>> BEGIN Material for this task

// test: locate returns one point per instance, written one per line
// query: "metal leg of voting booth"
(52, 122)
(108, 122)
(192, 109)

>> END Material for this task

- _Task instructions_:
Please rewrite the rows above as a numbered list, leaving out any blank lines.

- _Task response_:
1. // test: locate returns one point per instance, written one per line
2. // query: "metal leg of voting booth"
3. (52, 122)
4. (108, 122)
5. (192, 109)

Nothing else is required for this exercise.